Problem statement - Count the lines in the records below that contain the string "worker", treating uppercase and lowercase as different. Give only the number.

Data entries -

....

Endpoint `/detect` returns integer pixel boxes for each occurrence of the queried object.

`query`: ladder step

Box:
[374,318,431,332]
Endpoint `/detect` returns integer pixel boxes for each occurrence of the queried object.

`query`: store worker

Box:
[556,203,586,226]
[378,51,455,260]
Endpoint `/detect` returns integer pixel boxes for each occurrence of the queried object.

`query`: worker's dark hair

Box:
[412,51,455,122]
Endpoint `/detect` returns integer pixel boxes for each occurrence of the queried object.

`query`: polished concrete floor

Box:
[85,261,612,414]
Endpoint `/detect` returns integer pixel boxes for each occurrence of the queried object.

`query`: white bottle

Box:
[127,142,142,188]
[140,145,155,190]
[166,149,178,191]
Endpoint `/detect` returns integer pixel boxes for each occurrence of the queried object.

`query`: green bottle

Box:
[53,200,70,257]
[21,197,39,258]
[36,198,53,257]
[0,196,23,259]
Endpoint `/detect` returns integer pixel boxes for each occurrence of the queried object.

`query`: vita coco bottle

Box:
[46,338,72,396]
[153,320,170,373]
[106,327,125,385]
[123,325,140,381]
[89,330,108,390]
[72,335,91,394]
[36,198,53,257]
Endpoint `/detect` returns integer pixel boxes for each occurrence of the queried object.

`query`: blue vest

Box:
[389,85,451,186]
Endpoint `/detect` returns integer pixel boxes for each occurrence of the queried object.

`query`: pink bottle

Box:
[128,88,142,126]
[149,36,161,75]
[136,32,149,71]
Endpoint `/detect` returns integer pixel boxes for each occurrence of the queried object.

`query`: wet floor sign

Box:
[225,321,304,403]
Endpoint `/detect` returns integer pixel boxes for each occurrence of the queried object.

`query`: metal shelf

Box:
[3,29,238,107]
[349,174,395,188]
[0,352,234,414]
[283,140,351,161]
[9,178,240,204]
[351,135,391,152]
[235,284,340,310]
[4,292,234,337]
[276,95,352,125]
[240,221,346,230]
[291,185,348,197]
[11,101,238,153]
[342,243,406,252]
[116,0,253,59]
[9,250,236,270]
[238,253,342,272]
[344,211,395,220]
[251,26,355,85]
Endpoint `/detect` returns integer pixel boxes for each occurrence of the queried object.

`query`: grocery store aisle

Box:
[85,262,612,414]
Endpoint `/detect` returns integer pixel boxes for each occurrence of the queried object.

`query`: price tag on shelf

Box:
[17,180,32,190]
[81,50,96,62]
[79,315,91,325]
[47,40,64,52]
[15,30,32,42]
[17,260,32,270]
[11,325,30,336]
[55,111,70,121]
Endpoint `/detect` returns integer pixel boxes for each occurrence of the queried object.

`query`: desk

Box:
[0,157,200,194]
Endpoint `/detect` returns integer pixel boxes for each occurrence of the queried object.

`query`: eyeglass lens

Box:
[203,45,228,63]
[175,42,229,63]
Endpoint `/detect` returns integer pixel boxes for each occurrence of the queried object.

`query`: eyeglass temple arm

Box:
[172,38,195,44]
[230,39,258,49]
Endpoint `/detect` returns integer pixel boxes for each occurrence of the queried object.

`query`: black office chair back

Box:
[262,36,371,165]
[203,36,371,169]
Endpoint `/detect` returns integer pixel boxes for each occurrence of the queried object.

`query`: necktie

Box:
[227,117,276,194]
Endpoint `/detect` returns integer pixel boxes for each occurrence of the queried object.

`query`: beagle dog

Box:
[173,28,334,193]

....

Answer for this exercise - 2